**Image object location entries**.
┄┄┄┄┄┄┄┄┄┄┄┄┄┄┄┄┄┄┄┄
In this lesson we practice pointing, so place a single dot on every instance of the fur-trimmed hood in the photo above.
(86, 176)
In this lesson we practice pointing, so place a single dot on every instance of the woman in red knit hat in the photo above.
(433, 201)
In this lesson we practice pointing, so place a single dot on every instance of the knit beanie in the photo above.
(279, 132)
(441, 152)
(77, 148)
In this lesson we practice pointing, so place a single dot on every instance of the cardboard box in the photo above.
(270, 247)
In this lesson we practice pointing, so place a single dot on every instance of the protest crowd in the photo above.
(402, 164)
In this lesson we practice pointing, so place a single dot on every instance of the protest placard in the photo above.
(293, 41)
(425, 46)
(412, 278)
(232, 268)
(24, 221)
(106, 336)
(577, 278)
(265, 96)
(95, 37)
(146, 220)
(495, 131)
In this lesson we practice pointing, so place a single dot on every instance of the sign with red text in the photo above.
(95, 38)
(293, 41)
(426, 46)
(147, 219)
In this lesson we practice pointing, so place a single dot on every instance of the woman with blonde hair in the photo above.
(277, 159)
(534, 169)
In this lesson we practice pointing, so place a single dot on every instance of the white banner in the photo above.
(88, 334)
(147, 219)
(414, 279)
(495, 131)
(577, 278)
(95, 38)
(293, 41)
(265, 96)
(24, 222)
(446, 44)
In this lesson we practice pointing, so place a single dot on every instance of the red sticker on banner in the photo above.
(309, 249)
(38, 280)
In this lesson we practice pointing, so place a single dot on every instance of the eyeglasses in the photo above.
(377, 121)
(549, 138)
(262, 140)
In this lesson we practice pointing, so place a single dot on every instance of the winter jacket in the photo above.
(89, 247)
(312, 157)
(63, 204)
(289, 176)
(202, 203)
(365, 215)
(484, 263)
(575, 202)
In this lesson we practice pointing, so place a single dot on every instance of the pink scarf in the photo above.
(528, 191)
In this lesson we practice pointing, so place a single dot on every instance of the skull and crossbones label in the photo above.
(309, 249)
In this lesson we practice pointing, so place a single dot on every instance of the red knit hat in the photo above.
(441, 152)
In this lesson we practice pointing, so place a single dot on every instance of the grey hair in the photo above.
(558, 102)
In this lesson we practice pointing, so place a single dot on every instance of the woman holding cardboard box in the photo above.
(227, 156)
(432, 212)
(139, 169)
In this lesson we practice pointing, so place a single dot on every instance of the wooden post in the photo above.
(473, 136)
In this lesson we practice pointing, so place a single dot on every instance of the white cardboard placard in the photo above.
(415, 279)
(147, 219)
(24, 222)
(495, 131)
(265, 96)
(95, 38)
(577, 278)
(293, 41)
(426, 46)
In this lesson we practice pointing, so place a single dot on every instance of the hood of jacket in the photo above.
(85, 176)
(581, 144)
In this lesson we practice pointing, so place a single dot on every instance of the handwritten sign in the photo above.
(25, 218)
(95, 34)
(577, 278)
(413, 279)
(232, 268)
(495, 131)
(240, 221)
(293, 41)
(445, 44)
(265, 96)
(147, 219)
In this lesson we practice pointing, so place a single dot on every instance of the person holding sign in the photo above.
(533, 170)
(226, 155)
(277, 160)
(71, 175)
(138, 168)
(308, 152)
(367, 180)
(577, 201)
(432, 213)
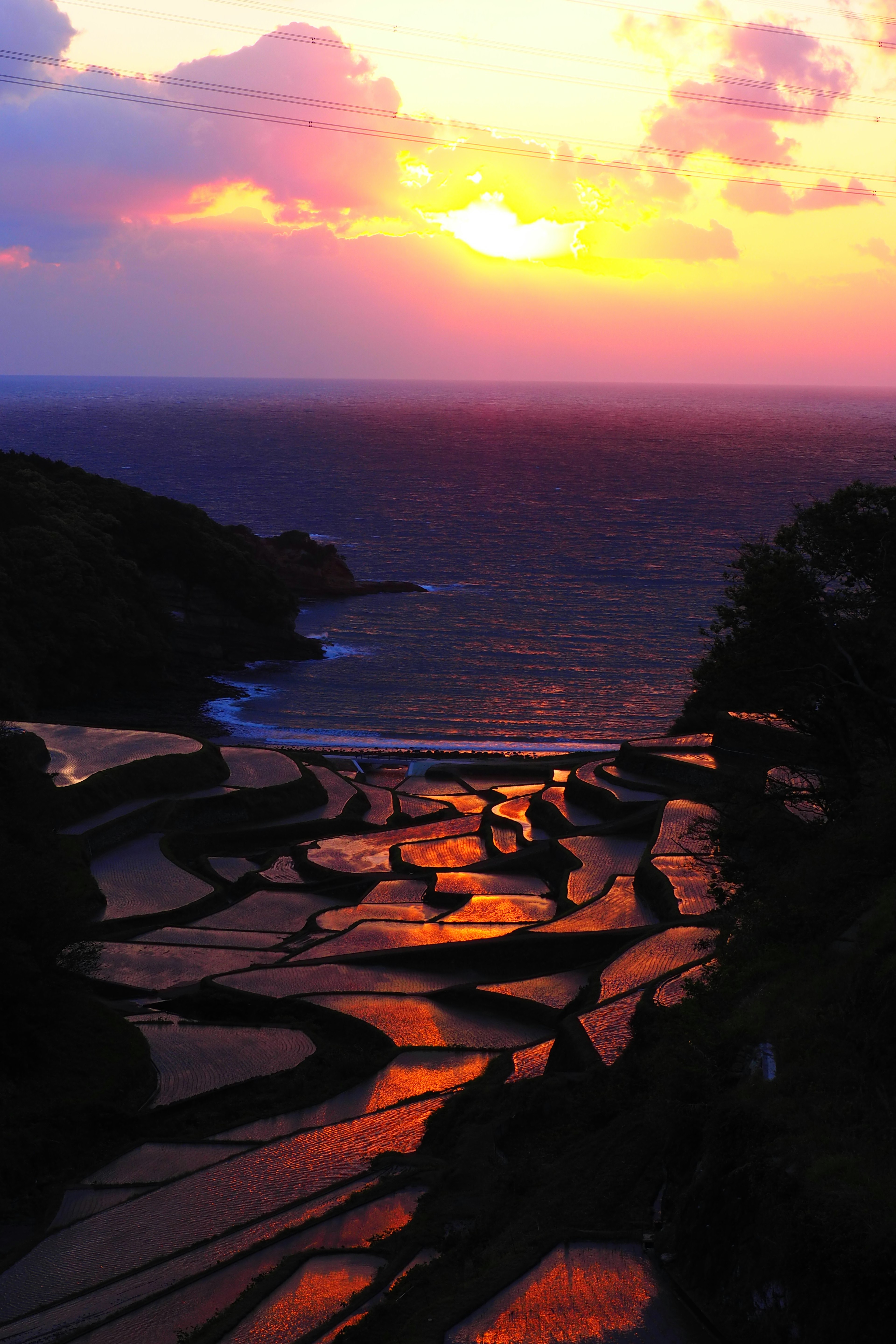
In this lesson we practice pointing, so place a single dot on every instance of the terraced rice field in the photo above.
(610, 1029)
(159, 967)
(392, 937)
(154, 1163)
(690, 881)
(656, 956)
(504, 839)
(422, 788)
(404, 892)
(422, 1022)
(571, 812)
(620, 909)
(284, 873)
(84, 1204)
(518, 811)
(503, 910)
(578, 1295)
(339, 791)
(592, 775)
(553, 991)
(316, 1292)
(211, 939)
(348, 916)
(194, 1058)
(530, 1062)
(420, 807)
(452, 853)
(181, 1307)
(686, 829)
(491, 885)
(276, 912)
(232, 870)
(357, 1228)
(413, 1074)
(381, 804)
(602, 858)
(77, 753)
(206, 1205)
(672, 992)
(334, 978)
(138, 879)
(256, 768)
(370, 853)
┄┄┄┄┄┄┄┄┄┄┄┄┄┄┄┄┄┄┄┄
**WORK TO DO**. Without including the pictures, reproduce all entries exactly.

**THE SOLUTION**.
In this lesson we practice pointing, so place a single dot on every instance of the fur-trimmed hood in the photo above.
(86, 176)
In this lesson we practice pointing, so place a single dot on every instance of the woman in red knit hat in the photo above.
(433, 201)
In this lesson we practice pointing, so place a single dot on every instance of the knit beanie in the photo above.
(279, 132)
(441, 152)
(77, 148)
In this lesson we practice pointing, so place a single dot on every instance of the cardboard box in the photo above.
(270, 247)
In this lesson we practice pointing, so place a single dot on every instance of the protest crowd in the photo above.
(402, 164)
In this lesson we practice pointing, so place a single dot on every instance of the protest placard in the photo above.
(293, 41)
(425, 46)
(412, 278)
(232, 268)
(24, 221)
(106, 336)
(577, 278)
(265, 96)
(95, 37)
(146, 220)
(495, 131)
In this lesson we practice pointing, so place a single dot on every instance of the sign with red text in the photo above.
(95, 38)
(293, 41)
(426, 46)
(147, 219)
In this lesson we practice pointing, so place a single dot on every instance of the woman with blonde hair in the photo above.
(277, 159)
(534, 169)
In this lesson we practice pointing, so place a single dot on every instance of the white banner in the photo above.
(88, 334)
(147, 219)
(414, 279)
(495, 131)
(577, 278)
(95, 38)
(293, 41)
(265, 96)
(24, 222)
(446, 44)
In this lesson we practice pointing, so place a single dot on every instance of the red sticker on banner in the photo above.
(309, 249)
(38, 280)
In this lesson we practice pointing, so place a single dot on every instance of the eyeglasses in the photo above.
(377, 121)
(549, 138)
(262, 140)
In this lesson we practice pointing, so place a single dot on every instance of the winter jacket in the photo above.
(89, 247)
(312, 157)
(63, 204)
(289, 176)
(202, 203)
(365, 215)
(484, 263)
(575, 202)
In this lesson we practice pointing, so place a single dot on every instance of the pink scarf in the photo above.
(528, 191)
In this lesson we practice pointing, so place a single dot on every instance of the skull and crossbones label in the photo above.
(309, 249)
In this lesson we practice pointing, so place a single dot on every instance of the red knit hat in the photo above.
(441, 152)
In this lesson we practice pointing, so place a single dot on every instance of the grey hair in the photo above.
(558, 102)
In this lesson we practice pointing, so place a single dot on every instance of the woman holding cardboard box in the photo above.
(227, 156)
(432, 212)
(139, 169)
In this lesson we practice pointing, so place a single dot on every instance of the wooden post in the photo above.
(473, 136)
In this lesson we practice pointing, so place a single dot on every instance of the white cardboard placard in the photo above.
(415, 279)
(147, 219)
(24, 222)
(495, 131)
(265, 96)
(95, 38)
(577, 278)
(293, 41)
(426, 46)
In this lesson we practice pointing, so place a single dot on every instance of the hood of jacket in the photo above.
(85, 176)
(581, 144)
In this lesson we practice pointing, so place a single dot on every instance of the handwritten sign in the photo above.
(25, 218)
(95, 34)
(577, 278)
(413, 279)
(232, 268)
(495, 131)
(240, 221)
(293, 41)
(445, 44)
(265, 96)
(147, 219)
In this lesson we practice pointing, so place a single dot on every instance of the person holding sign in the photo above.
(533, 170)
(226, 155)
(277, 160)
(71, 175)
(138, 168)
(308, 152)
(367, 180)
(577, 201)
(432, 213)
In this lesson we practice pointing, so place a single dot on every instance of the terraced rice field in the photo above.
(610, 1029)
(159, 967)
(392, 937)
(154, 1163)
(690, 881)
(656, 956)
(504, 839)
(422, 788)
(404, 892)
(422, 1022)
(571, 812)
(620, 909)
(284, 873)
(84, 1204)
(518, 811)
(503, 910)
(578, 1295)
(339, 791)
(592, 775)
(553, 991)
(316, 1292)
(211, 939)
(348, 916)
(194, 1058)
(530, 1062)
(420, 807)
(452, 853)
(181, 1307)
(686, 829)
(491, 885)
(276, 912)
(232, 870)
(357, 1228)
(413, 1074)
(381, 804)
(602, 858)
(77, 753)
(206, 1205)
(672, 992)
(334, 978)
(138, 879)
(256, 768)
(370, 853)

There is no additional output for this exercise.